- _TASK ITEM_
Retype the opening lines of the data exactly, stopping after the line that contains "Target: stacked concrete block". Skip every picture.

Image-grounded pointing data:
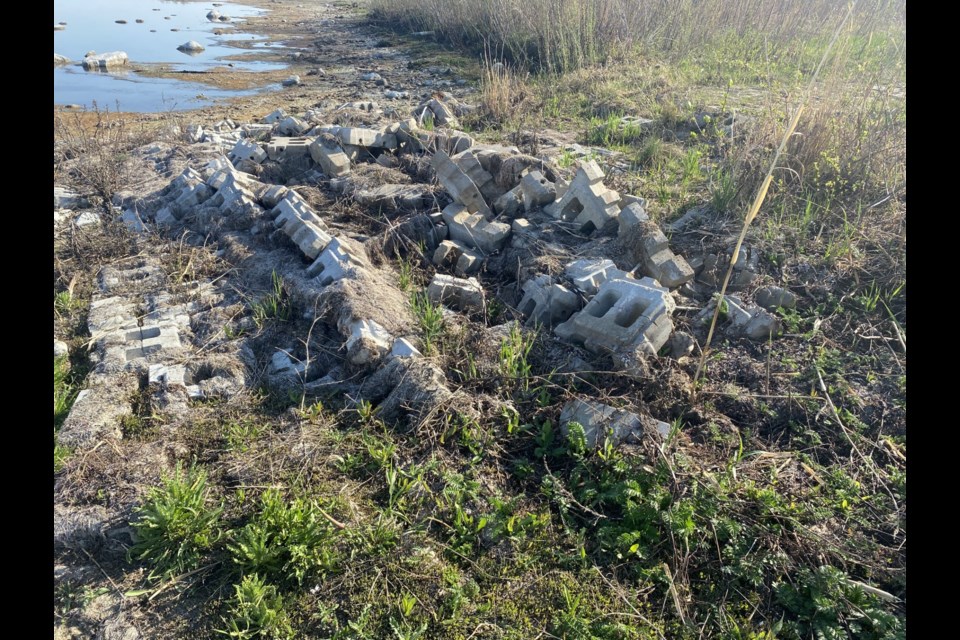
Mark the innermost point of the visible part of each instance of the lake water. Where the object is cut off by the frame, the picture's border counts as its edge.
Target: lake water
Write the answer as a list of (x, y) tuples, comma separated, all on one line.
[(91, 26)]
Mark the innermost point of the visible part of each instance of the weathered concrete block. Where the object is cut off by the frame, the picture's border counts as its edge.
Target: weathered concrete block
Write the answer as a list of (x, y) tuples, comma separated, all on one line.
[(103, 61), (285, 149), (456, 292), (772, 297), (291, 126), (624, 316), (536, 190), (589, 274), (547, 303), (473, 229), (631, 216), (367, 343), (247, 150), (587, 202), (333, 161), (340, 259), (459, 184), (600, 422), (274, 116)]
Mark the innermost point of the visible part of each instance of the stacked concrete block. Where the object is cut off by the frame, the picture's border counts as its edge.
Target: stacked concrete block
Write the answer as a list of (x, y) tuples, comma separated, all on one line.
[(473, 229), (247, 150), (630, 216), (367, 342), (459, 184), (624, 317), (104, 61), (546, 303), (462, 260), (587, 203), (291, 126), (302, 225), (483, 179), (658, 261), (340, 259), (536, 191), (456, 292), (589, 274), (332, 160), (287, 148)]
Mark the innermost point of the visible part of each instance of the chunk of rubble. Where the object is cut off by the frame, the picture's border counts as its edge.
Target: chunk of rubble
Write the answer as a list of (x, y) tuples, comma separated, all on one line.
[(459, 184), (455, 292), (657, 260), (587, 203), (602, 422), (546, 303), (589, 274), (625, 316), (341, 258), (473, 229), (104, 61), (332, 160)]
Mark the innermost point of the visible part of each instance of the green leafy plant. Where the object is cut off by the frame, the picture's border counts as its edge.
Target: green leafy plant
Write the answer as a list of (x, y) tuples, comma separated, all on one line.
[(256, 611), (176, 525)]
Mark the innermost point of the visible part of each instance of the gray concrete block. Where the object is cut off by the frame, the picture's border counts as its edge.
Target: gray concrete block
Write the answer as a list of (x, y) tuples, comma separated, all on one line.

- _ANSWER SECTION_
Mark the innermost point of the visible part of each instance of the lake water. Where the object is cut off by the frame, the picture's border counts as its edge.
Target: lake water
Write the answer as a list of (x, y) tuples, comma separated, all on one line.
[(91, 26)]
Mark the innermost point of the visible part of each instance of the weathered concrete block. Where the object is cut off by the frame, the picture's border counts as its edge.
Target: weathered concrete block
Write the answer as a list of (x, y) tuples, comma separated, all on one line.
[(103, 61), (285, 149), (456, 292), (772, 297), (291, 126), (624, 316), (536, 190), (589, 274), (547, 303), (473, 229), (631, 216), (367, 343), (247, 150), (587, 202), (333, 161), (340, 259), (459, 184), (600, 422), (274, 116)]
Mark the innermost point of the visible part of each instance of the stacked concrete block. Where the object is cut off by the frame, the picture's border counts as its edge.
Target: stacked concrete block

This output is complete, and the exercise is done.